[Image point grounding data]
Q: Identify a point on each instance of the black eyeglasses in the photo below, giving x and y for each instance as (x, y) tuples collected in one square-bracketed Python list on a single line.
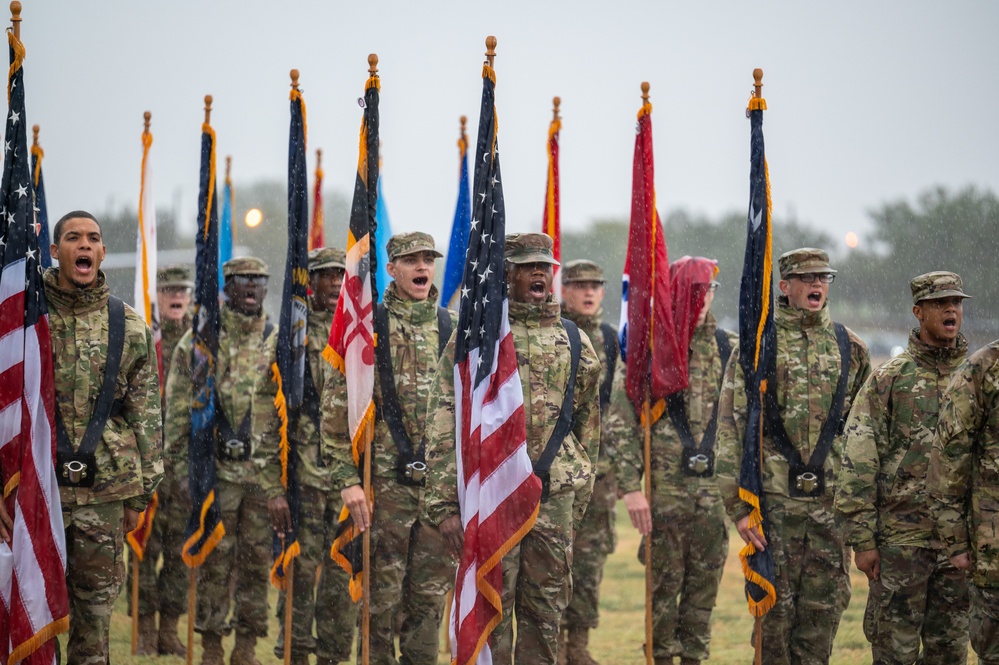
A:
[(247, 280), (810, 277)]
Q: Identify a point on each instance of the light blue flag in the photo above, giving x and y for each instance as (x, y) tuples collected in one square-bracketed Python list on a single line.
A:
[(382, 233), (225, 229)]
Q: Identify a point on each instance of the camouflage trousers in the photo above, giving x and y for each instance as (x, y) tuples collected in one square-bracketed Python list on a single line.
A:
[(984, 623), (95, 570), (812, 581), (689, 548), (327, 605), (919, 594), (166, 590), (410, 564), (595, 540), (243, 559), (537, 585)]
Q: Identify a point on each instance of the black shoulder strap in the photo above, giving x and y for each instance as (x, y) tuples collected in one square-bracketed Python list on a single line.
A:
[(390, 411), (830, 428), (565, 420), (611, 352), (443, 329), (105, 400)]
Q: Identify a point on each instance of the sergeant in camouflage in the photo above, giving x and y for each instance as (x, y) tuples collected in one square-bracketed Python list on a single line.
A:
[(166, 591), (582, 298), (686, 521), (129, 454), (536, 572), (806, 535), (915, 592), (335, 618), (409, 563), (964, 481), (245, 398)]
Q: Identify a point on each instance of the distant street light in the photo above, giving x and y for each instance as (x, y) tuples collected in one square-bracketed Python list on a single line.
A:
[(254, 217)]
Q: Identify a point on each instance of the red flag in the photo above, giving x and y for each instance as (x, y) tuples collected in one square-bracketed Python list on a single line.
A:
[(656, 367)]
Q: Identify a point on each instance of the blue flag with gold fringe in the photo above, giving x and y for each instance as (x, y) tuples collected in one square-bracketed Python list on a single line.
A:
[(757, 353), (292, 359), (204, 528)]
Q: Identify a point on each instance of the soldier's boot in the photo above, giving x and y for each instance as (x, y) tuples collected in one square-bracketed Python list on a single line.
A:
[(576, 650), (211, 649), (243, 653), (167, 643), (147, 635)]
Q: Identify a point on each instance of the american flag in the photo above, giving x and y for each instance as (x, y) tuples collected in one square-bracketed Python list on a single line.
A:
[(498, 492), (34, 606)]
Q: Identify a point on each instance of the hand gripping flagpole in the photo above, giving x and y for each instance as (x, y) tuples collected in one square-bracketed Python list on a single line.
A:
[(192, 584), (368, 497), (647, 457), (758, 619)]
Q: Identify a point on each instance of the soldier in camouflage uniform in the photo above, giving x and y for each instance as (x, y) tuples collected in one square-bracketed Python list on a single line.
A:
[(329, 607), (536, 572), (128, 456), (686, 521), (409, 563), (246, 391), (166, 591), (915, 592), (582, 297), (806, 535), (964, 481)]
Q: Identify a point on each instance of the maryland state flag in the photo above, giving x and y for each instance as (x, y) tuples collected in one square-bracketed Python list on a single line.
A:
[(552, 225), (204, 528), (292, 360), (351, 346), (454, 267), (655, 366), (41, 208), (757, 353)]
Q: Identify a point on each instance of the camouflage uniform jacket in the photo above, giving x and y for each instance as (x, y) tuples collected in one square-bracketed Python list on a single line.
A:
[(413, 343), (312, 472), (964, 466), (591, 326), (881, 486), (544, 364), (243, 381), (699, 400), (808, 367), (129, 455)]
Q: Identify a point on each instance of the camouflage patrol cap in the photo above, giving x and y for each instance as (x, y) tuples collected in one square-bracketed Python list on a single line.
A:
[(938, 284), (529, 248), (402, 244), (174, 276), (327, 257), (245, 265), (804, 260), (582, 270)]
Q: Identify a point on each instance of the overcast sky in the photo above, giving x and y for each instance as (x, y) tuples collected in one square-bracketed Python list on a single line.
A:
[(868, 101)]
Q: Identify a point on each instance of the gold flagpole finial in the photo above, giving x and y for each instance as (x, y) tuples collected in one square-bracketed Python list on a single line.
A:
[(490, 50), (15, 18)]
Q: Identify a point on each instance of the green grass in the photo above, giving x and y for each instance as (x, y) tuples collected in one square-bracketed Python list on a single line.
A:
[(622, 624)]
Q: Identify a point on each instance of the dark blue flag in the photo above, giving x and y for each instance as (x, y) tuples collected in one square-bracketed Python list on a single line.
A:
[(204, 528), (757, 353), (292, 359)]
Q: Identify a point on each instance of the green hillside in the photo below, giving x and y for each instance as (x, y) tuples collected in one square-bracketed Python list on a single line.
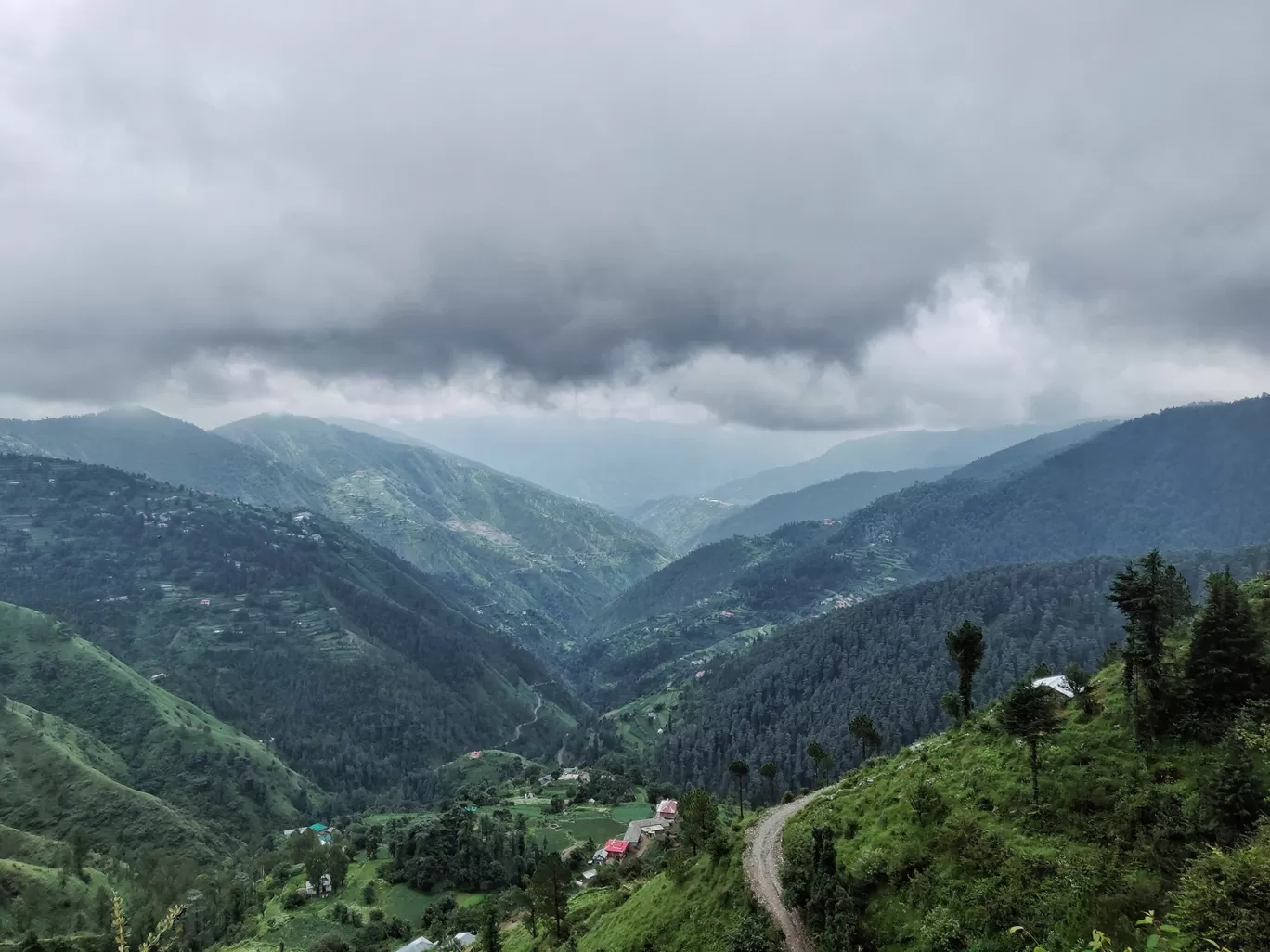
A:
[(506, 545), (887, 452), (112, 721), (135, 440), (1187, 478), (677, 521), (939, 847), (824, 500), (887, 658), (292, 628)]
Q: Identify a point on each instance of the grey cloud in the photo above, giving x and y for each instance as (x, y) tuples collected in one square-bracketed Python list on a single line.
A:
[(587, 190)]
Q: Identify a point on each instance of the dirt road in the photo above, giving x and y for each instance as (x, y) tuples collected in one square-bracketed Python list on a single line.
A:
[(538, 707), (763, 871)]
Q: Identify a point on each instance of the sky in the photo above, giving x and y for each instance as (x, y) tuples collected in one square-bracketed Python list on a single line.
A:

Exercise — I'd like the lines above from the one with "Q: Identify a point on each instance of the dark" up to and including the one with "Q: Identify a point on each instance of the green hillside" copied exactly, with no other lines.

Solution for this task —
Q: Identify a point on each instance of the dark blue flag in the photo above, giving x and y for each instance as (x, y) tuples collected in one square-bracketed Python list on a single line.
A:
[(204, 528), (757, 353), (292, 359)]
Q: Identify a point on each instance of the green hillside in the photo below, giving x and y for each instance as (x, y) tuples collected in one square-bracketed Python list on a single line.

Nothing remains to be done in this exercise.